[Region outline entries]
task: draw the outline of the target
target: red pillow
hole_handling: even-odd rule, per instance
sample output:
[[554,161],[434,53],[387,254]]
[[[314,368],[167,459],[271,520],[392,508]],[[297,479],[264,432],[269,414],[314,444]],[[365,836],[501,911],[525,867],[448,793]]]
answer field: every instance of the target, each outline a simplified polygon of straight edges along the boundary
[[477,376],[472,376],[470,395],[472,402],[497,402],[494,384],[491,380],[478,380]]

- [Written instruction] Echo these entries line for line, with no changes.

- [Solution to this task]
task: draw the outline of the target
target: red pillow
hole_handling: even-odd rule, per instance
sample output:
[[554,161],[434,53],[387,254]]
[[[314,368],[167,459],[271,520],[392,508]],[[297,479],[264,432],[269,414],[314,444]],[[365,836],[501,911],[525,867],[448,793]]]
answer field: every instance of the target, each outline a simplified polygon of straight edges along the boundary
[[477,376],[472,376],[470,395],[472,402],[497,402],[494,384],[491,380],[478,380]]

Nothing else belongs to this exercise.